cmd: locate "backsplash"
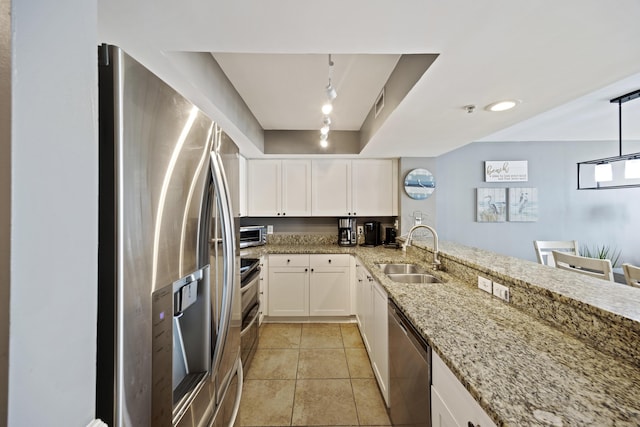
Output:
[402,242,640,366]
[267,232,338,246]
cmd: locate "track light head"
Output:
[325,80,338,101]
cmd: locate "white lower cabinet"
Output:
[309,254,351,316]
[431,351,496,427]
[268,255,309,316]
[370,281,389,404]
[356,260,389,406]
[431,386,460,427]
[268,254,351,317]
[258,255,269,326]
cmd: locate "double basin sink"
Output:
[376,263,442,283]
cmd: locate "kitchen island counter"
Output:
[249,243,640,426]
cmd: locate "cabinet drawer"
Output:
[309,254,351,268]
[269,254,309,267]
[431,351,495,427]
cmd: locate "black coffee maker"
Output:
[362,221,382,246]
[338,218,358,246]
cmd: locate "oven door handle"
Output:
[240,302,260,338]
[240,271,260,295]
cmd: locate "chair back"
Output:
[551,251,613,282]
[622,262,640,288]
[533,240,580,267]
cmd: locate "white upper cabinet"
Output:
[311,159,398,216]
[238,156,248,216]
[247,160,311,216]
[282,160,311,216]
[311,159,355,216]
[351,159,398,216]
[246,159,398,217]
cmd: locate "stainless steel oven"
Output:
[240,258,260,371]
[240,225,267,248]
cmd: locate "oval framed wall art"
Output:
[404,168,436,200]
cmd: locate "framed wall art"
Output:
[404,168,436,200]
[509,187,538,222]
[476,188,507,222]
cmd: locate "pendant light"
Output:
[578,89,640,190]
[320,54,338,148]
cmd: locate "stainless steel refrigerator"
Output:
[96,45,242,427]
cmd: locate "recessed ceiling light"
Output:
[484,99,520,112]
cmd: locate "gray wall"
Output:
[0,0,11,425]
[9,0,98,427]
[398,157,440,237]
[436,142,640,264]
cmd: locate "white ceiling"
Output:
[98,0,640,157]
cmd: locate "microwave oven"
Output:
[240,225,267,249]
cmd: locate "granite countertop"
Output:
[249,243,640,426]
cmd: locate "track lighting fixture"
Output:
[578,89,640,190]
[320,54,338,148]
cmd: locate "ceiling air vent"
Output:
[375,88,384,117]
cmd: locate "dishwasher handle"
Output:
[389,299,431,365]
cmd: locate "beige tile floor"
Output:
[240,323,390,426]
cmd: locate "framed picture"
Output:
[476,188,507,222]
[484,160,529,182]
[404,168,436,200]
[509,187,538,222]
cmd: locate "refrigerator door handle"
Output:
[229,357,244,426]
[211,131,235,382]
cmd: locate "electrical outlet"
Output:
[493,282,509,302]
[478,276,493,293]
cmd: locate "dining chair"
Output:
[551,251,613,282]
[533,240,580,267]
[622,262,640,288]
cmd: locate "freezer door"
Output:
[210,133,242,402]
[96,46,213,427]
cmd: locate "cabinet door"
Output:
[311,159,355,216]
[281,160,311,216]
[351,159,397,216]
[355,260,367,334]
[309,267,351,316]
[238,156,248,217]
[362,272,374,352]
[431,386,466,427]
[269,266,309,316]
[258,255,269,326]
[247,160,282,216]
[431,350,495,427]
[371,282,389,405]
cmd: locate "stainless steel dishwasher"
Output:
[389,299,431,427]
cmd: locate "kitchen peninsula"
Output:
[248,236,640,426]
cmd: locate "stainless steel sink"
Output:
[376,264,426,275]
[387,273,442,283]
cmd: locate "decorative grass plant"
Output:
[580,245,621,267]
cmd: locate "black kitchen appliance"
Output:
[362,221,381,246]
[384,227,396,245]
[338,218,358,246]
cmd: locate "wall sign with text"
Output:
[484,160,529,182]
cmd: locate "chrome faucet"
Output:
[402,224,440,270]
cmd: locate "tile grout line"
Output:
[340,325,361,425]
[289,326,302,426]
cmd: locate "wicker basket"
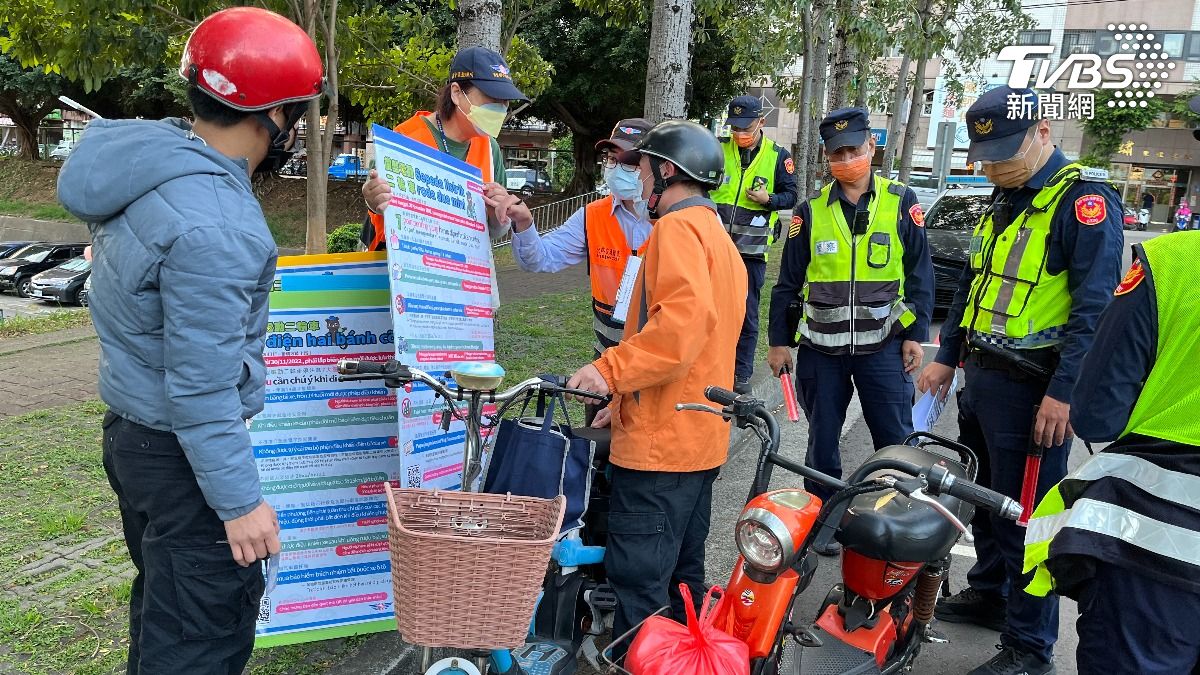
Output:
[388,486,566,649]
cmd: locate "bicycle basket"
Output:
[386,485,565,649]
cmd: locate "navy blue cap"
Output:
[726,96,763,129]
[821,108,871,155]
[450,47,529,101]
[966,84,1042,163]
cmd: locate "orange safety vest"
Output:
[367,110,493,251]
[583,195,637,354]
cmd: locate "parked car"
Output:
[329,155,371,180]
[50,138,74,162]
[925,187,992,311]
[504,167,554,197]
[0,241,37,259]
[29,256,91,305]
[0,243,88,298]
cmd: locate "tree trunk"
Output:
[883,53,912,175]
[794,5,814,199]
[456,0,504,52]
[642,0,696,124]
[304,0,338,255]
[563,132,598,198]
[854,54,872,108]
[0,96,58,160]
[898,54,929,183]
[808,0,832,190]
[829,0,858,110]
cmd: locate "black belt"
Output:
[966,345,1058,382]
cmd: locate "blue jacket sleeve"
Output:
[899,187,935,342]
[158,227,272,520]
[1070,260,1158,442]
[1046,183,1124,404]
[767,202,812,347]
[512,208,588,271]
[767,144,796,211]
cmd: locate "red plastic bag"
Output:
[625,584,750,675]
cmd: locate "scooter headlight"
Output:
[734,508,794,573]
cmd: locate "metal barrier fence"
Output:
[493,191,602,249]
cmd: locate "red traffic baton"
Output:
[779,365,800,422]
[1016,406,1045,527]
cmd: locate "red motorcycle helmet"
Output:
[179,7,325,112]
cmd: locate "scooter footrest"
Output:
[588,584,617,611]
[512,643,576,675]
[779,626,880,675]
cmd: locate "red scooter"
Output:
[607,387,1021,675]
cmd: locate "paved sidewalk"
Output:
[0,325,100,417]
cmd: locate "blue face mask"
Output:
[604,165,642,202]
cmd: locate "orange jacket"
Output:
[594,199,746,472]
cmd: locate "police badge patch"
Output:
[787,216,804,239]
[1112,261,1146,295]
[1075,195,1108,226]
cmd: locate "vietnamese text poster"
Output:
[373,125,496,490]
[250,253,400,646]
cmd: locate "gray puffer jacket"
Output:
[59,119,277,520]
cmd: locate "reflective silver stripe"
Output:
[1066,453,1200,510]
[804,300,904,323]
[1025,500,1200,567]
[991,226,1033,335]
[799,301,908,348]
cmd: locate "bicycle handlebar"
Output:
[337,359,611,402]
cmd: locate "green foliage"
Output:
[328,222,362,253]
[550,133,575,192]
[1079,89,1168,168]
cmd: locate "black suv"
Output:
[0,244,88,298]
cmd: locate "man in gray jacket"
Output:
[59,7,324,675]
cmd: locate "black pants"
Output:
[604,466,718,637]
[104,412,264,675]
[1075,561,1200,675]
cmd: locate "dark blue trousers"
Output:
[1075,561,1200,675]
[796,340,913,500]
[604,465,718,647]
[959,359,1070,661]
[733,258,767,380]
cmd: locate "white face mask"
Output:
[455,89,509,138]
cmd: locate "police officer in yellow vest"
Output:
[512,118,654,426]
[709,96,796,394]
[767,108,934,555]
[918,86,1123,675]
[1025,96,1200,675]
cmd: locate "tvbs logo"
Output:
[998,24,1175,98]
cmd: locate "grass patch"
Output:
[0,198,79,222]
[0,309,91,340]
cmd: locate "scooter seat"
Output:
[838,446,972,562]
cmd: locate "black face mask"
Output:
[254,103,307,174]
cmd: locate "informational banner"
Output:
[250,253,401,646]
[373,125,496,490]
[925,76,1008,150]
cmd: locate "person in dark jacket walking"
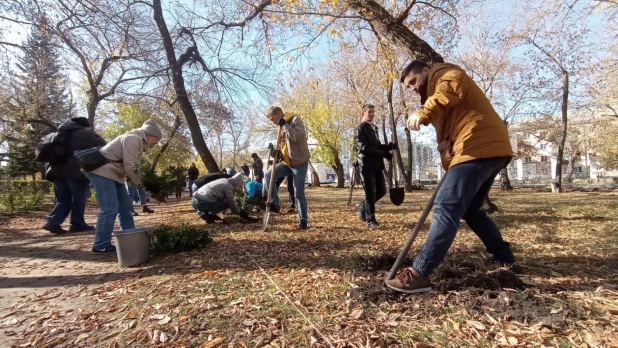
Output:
[187,163,200,196]
[251,153,264,184]
[354,104,395,229]
[43,117,105,234]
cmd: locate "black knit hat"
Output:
[71,117,90,128]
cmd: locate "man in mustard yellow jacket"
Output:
[386,61,516,293]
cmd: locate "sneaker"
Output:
[296,220,307,231]
[43,225,67,234]
[90,245,116,255]
[69,225,94,232]
[367,221,380,230]
[384,267,431,294]
[258,202,281,214]
[356,201,365,222]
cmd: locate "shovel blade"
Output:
[262,207,270,231]
[390,187,406,206]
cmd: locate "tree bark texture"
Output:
[152,0,220,173]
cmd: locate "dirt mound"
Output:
[434,268,526,291]
[350,277,401,303]
[354,254,413,271]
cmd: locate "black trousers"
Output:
[361,168,386,222]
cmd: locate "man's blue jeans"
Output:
[46,178,90,229]
[126,181,148,206]
[413,157,515,277]
[361,169,386,222]
[263,161,309,221]
[86,173,135,249]
[191,197,230,215]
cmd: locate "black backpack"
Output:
[34,131,73,164]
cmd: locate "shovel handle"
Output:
[386,174,446,280]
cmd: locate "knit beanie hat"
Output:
[141,120,163,139]
[71,117,90,128]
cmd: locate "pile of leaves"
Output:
[151,223,212,253]
[0,186,45,214]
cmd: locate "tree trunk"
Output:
[500,168,513,191]
[152,0,219,173]
[150,115,181,172]
[349,0,444,65]
[333,156,345,188]
[552,70,569,193]
[309,160,320,187]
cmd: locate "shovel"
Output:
[263,126,283,231]
[389,150,406,206]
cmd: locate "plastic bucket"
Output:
[112,227,152,267]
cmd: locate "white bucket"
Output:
[112,227,152,267]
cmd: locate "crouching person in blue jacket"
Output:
[191,173,253,224]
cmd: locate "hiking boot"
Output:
[384,267,431,294]
[43,225,67,234]
[367,221,380,230]
[258,202,281,214]
[356,201,366,222]
[90,245,116,255]
[69,225,94,232]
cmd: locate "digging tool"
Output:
[388,150,406,206]
[263,126,283,232]
[348,161,365,205]
[386,173,448,280]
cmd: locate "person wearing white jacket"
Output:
[86,120,163,254]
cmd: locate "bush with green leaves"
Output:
[0,186,45,214]
[151,223,212,253]
[234,191,259,212]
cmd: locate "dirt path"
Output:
[0,205,173,347]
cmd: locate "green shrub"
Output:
[0,180,53,194]
[0,185,45,214]
[151,223,212,253]
[234,191,259,211]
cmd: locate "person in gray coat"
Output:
[86,120,163,254]
[191,173,251,224]
[43,117,105,234]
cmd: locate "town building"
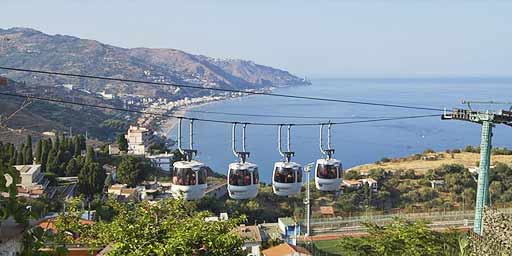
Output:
[14,164,57,198]
[147,152,174,173]
[108,143,121,156]
[125,125,154,155]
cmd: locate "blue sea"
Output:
[170,78,512,182]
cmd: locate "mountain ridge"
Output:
[0,27,309,98]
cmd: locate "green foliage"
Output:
[343,170,361,180]
[48,199,244,256]
[117,156,154,187]
[78,162,106,198]
[116,134,128,152]
[338,219,461,256]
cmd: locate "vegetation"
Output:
[321,219,468,256]
[117,156,155,187]
[29,200,244,255]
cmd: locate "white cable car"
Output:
[315,123,343,191]
[171,118,208,200]
[171,160,207,200]
[272,125,302,196]
[228,123,259,199]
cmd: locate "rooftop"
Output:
[14,164,41,174]
[237,226,261,242]
[261,243,313,256]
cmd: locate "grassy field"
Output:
[347,152,512,174]
[314,240,342,255]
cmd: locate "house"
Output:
[262,243,313,256]
[430,180,444,189]
[125,125,154,155]
[147,153,174,173]
[108,184,140,201]
[108,143,121,156]
[14,164,57,198]
[236,225,261,256]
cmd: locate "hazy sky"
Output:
[0,0,512,77]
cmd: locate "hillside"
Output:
[0,28,308,98]
[347,152,512,174]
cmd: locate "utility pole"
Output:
[304,163,315,237]
[441,101,512,235]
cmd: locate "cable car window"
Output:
[274,167,295,183]
[197,166,208,184]
[172,168,196,186]
[229,169,251,186]
[316,164,338,179]
[297,167,302,182]
[252,168,260,184]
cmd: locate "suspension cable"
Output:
[0,66,443,112]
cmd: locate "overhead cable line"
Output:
[0,66,444,112]
[135,106,416,120]
[0,92,438,126]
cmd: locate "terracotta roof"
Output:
[261,243,313,256]
[37,217,95,233]
[236,226,261,242]
[343,180,361,185]
[320,206,334,215]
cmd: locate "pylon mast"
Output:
[442,105,512,235]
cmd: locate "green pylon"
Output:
[473,121,493,235]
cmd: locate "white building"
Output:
[14,164,56,198]
[125,126,153,155]
[147,153,174,173]
[14,164,44,188]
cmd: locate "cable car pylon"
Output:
[441,101,512,235]
[315,122,343,192]
[228,123,259,199]
[171,118,208,200]
[272,124,302,196]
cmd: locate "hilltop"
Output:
[0,28,309,98]
[347,148,512,174]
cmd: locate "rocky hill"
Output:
[0,28,308,97]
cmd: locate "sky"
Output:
[0,0,512,78]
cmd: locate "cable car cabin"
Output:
[272,162,302,196]
[315,159,343,191]
[228,163,260,199]
[171,160,207,200]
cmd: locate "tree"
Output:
[117,134,128,152]
[56,200,244,256]
[45,149,59,172]
[66,158,78,177]
[117,156,144,187]
[344,170,361,180]
[78,162,106,198]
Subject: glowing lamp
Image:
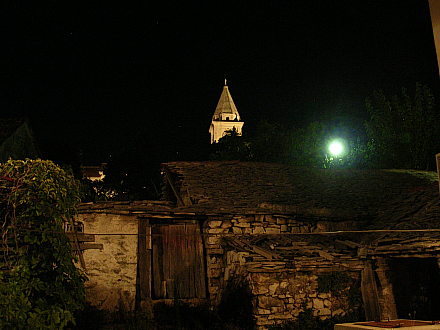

^^^^

• _Goal of the exercise_: Repeat the records from their first line through the line that contains "[325,80,338,101]", including both ends, and leave the pictures out of your answer.

• _Answer to this exercise_:
cmd: locate "backsplash"
Output:
[402,242,640,366]
[267,232,338,246]
cmd: locate "track light head"
Output:
[325,80,338,101]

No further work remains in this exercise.